(Short task): The lines to be extracted begin at the line containing "Put one point on every instance of the graffiti" and end at the last line of the data below; copy them exactly and leave out the pictures.

(Coordinate annotation records)
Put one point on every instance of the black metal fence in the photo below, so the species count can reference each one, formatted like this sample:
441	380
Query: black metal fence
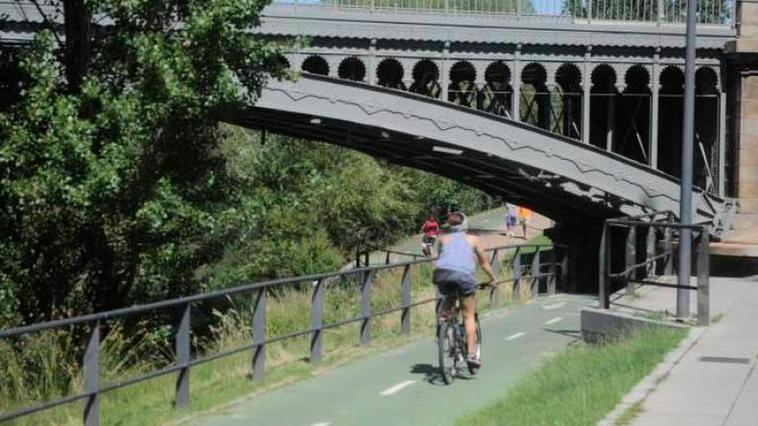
538	266
660	231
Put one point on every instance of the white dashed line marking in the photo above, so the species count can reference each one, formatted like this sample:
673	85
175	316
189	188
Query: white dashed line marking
553	306
397	388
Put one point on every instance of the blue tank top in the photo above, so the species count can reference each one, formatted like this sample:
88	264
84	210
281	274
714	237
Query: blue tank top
457	255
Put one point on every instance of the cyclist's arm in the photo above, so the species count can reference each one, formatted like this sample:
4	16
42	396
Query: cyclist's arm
483	262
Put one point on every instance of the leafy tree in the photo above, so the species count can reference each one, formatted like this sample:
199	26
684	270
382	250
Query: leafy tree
111	183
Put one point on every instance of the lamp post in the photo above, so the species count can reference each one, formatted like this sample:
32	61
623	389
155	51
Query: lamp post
685	206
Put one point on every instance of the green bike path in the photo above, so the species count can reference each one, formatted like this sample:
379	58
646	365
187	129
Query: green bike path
402	386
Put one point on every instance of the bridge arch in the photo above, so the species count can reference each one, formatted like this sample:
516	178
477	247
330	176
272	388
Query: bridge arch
633	121
603	94
497	94
426	76
352	68
390	73
670	118
569	94
315	65
462	90
535	96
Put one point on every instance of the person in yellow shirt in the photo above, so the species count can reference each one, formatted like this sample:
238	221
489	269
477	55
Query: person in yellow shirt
524	216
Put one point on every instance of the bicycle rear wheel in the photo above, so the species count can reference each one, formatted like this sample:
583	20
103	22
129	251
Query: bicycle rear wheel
446	345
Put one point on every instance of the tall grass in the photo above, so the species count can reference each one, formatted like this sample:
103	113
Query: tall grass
581	385
47	365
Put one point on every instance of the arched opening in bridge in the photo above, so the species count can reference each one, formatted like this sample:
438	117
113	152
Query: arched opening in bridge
706	129
461	89
567	102
603	97
535	97
426	79
633	123
315	65
390	73
670	120
497	94
352	69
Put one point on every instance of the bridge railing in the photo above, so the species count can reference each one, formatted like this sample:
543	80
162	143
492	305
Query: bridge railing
536	269
646	267
711	12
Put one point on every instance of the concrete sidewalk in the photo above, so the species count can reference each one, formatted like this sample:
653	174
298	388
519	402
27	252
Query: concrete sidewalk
714	382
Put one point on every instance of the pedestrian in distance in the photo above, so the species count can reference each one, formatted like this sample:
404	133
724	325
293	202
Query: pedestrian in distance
431	230
524	215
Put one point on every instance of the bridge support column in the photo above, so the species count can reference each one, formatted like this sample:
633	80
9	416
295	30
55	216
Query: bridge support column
445	77
582	256
517	84
586	85
654	107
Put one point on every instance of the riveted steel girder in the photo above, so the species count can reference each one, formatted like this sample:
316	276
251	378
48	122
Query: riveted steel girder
566	179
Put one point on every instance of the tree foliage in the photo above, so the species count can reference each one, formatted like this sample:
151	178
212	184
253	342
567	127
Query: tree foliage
113	189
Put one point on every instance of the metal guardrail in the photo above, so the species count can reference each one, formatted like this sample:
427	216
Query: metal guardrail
534	274
657	260
656	12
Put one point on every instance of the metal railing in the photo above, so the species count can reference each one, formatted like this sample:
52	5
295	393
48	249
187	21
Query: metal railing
710	12
657	259
528	268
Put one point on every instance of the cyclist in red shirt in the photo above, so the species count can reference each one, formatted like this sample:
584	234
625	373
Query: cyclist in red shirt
431	230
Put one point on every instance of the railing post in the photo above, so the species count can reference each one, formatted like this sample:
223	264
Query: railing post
650	252
516	292
604	263
631	258
668	265
703	274
494	262
183	356
91	363
405	296
535	288
552	279
366	308
317	309
259	336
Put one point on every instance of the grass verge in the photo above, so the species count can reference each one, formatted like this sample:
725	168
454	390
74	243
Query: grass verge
580	385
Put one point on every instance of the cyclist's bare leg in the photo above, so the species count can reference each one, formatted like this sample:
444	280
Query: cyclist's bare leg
468	310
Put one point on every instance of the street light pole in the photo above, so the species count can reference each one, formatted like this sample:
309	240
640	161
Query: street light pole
685	207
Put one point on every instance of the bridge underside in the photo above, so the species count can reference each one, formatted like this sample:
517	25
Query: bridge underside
493	175
571	182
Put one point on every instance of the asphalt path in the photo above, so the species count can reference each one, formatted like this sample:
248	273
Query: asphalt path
403	386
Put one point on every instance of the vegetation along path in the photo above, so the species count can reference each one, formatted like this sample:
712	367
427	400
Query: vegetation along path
402	386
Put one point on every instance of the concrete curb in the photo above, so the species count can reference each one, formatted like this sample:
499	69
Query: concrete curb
648	384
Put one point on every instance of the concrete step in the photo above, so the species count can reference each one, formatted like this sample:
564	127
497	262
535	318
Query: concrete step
745	221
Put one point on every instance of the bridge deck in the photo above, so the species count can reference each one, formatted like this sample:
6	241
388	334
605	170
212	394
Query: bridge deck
413	393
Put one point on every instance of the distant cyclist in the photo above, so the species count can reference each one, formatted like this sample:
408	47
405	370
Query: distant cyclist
454	274
431	230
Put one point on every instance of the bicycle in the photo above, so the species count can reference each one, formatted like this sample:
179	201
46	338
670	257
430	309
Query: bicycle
451	340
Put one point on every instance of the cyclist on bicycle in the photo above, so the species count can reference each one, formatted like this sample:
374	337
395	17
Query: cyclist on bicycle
454	274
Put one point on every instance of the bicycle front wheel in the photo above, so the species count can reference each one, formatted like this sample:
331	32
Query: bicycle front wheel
447	348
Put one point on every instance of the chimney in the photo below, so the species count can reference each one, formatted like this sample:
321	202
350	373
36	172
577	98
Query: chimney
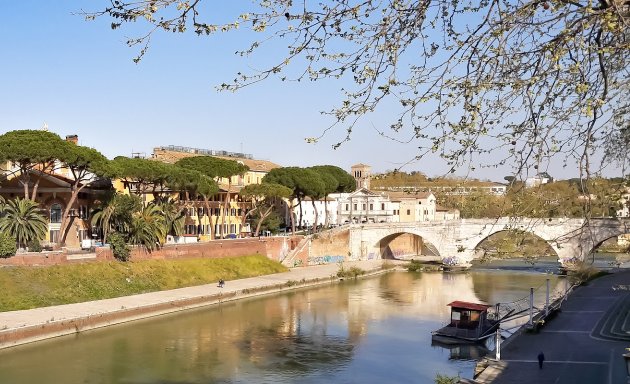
74	139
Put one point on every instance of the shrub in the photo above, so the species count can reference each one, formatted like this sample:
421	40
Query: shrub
34	246
119	246
444	379
8	246
415	266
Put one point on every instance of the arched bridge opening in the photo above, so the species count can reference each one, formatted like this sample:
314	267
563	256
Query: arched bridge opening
612	252
406	246
511	246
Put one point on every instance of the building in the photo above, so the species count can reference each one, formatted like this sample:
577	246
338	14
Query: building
413	206
198	219
366	206
539	179
624	204
53	190
362	174
53	195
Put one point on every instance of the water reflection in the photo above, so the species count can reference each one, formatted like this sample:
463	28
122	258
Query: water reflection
371	331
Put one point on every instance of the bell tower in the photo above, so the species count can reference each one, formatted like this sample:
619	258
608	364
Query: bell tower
362	174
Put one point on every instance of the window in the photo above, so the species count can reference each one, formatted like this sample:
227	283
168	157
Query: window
55	214
54	235
83	212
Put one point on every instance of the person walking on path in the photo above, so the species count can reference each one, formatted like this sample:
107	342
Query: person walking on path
541	358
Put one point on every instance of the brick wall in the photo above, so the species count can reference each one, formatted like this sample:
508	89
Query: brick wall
275	248
36	259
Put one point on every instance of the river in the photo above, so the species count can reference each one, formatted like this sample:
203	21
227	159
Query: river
375	330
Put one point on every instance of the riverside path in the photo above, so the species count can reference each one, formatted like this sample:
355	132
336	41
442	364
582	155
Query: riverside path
20	327
584	343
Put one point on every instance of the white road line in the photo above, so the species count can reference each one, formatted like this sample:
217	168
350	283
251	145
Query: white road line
583	311
558	362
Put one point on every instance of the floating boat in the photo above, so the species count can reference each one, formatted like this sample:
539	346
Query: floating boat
470	323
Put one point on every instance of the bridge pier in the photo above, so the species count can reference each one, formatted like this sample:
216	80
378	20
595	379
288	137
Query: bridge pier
456	240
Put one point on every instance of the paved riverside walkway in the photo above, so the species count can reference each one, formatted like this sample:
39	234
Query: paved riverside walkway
584	343
20	327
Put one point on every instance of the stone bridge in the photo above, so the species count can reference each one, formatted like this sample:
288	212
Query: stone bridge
456	240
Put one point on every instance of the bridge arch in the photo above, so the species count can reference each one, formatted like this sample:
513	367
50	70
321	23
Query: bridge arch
456	240
404	244
516	242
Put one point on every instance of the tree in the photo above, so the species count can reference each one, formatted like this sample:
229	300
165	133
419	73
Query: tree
86	166
342	182
148	227
115	214
527	80
23	221
33	153
174	216
264	198
218	169
142	176
327	184
300	180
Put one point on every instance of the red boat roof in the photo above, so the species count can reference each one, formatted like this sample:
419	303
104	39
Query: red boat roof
467	305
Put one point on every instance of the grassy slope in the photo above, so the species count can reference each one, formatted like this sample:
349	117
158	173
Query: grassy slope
32	287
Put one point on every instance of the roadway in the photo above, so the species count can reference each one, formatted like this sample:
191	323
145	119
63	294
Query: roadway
584	343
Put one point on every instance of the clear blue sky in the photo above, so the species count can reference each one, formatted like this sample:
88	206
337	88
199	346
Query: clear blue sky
79	78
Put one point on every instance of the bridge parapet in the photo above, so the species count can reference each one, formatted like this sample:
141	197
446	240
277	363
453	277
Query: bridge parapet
456	240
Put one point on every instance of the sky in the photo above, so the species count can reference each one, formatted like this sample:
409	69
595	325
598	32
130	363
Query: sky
78	77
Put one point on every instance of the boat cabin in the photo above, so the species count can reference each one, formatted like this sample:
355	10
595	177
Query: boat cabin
469	322
468	315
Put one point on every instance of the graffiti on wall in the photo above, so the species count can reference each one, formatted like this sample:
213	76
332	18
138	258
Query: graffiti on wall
284	250
325	260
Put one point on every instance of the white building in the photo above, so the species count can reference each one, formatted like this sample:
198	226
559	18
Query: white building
624	202
539	179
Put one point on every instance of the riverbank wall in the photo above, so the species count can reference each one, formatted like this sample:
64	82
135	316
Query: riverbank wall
21	327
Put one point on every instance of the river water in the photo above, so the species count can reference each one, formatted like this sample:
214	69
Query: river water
376	330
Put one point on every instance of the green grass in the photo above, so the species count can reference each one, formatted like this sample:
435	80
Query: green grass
33	287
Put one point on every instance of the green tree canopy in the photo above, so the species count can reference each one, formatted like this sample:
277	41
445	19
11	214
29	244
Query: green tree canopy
142	175
23	221
86	166
30	149
264	197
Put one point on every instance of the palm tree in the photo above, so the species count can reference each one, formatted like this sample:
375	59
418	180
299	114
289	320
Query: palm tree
23	220
174	216
116	214
148	227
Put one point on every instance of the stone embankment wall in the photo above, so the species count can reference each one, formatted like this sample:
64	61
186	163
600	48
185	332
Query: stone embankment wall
333	247
275	248
325	248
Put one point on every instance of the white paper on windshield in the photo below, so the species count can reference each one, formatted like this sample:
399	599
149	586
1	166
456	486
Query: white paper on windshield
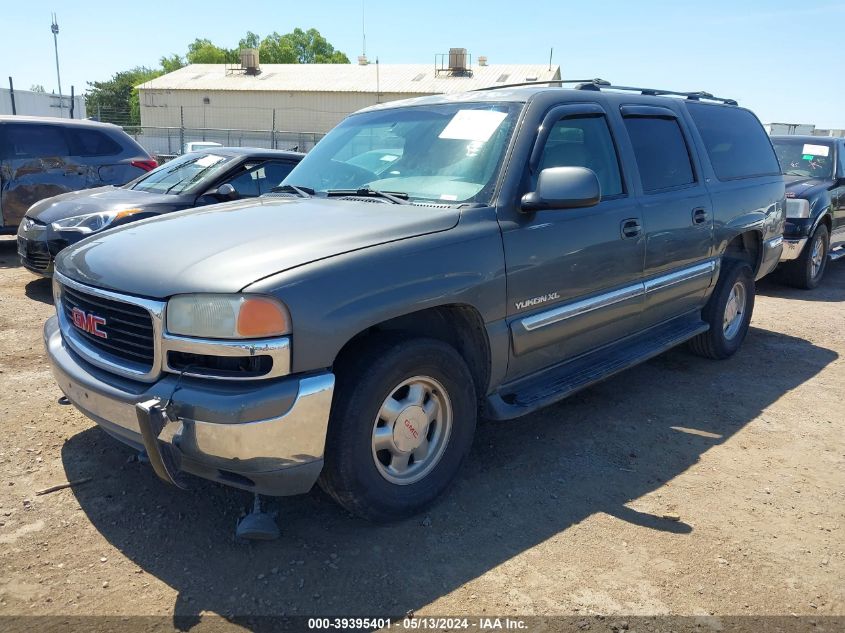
208	160
816	150
473	125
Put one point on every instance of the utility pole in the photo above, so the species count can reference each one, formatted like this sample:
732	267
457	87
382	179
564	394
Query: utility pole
55	29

(Finished answer):
Put one point on every instance of the graffiti on wall in the photo above, so the species count can reference each one, formatted like this sample:
213	76
332	18
138	258
Query: graffiti on wall
284	250
325	260
Put one point on every instance of the white building in the photo above, so the species count can reference each one, formatted like this sample:
198	226
559	18
Query: white building
624	202
539	179
Put one point on every instance of the riverbank wall in the photo above, so the species count can reference each one, formatted like this sample:
64	82
135	316
Query: riverbank wall
21	327
Put one point on every instance of the river water in the photo above, so the species count can reference each one, formatted like this sample:
214	69
Query: river water
376	330
Put one point on every instance of the green grass in the photo above, so the species count can reference each one, formatted like this sample:
435	80
Query: green grass
33	287
Put one point on every instance of the green tree canopy in the photo above, so the species count can reference each one, formatted like this sample:
277	41
445	19
11	214
29	244
Query: green tree canopy
142	175
23	221
86	166
30	149
264	197
Put one point on every instance of the palm tree in the photo above, so the species count can reference each one, formatted like this sample:
375	59
418	180
299	114
289	320
Query: palm tree
23	220
174	216
116	214
148	227
Put one point on every instance of the stone embankment wall in the photo above, so the species count can reference each one, formatted like this sample:
64	61
186	163
600	48
185	332
Query: stone embankment wall
333	247
275	248
325	248
Put one point on every instance of the white paper on windshield in the photo below, so the species count can reference each one, formatted like this sample:
399	599
149	586
1	166
456	486
Query: white paper on windshield
208	160
816	150
473	125
Put one point on every instance of the utility pole in the photo above, so the species count can reference each one, formatted like this sample:
732	267
457	87
382	179
564	394
Query: utility pole
55	29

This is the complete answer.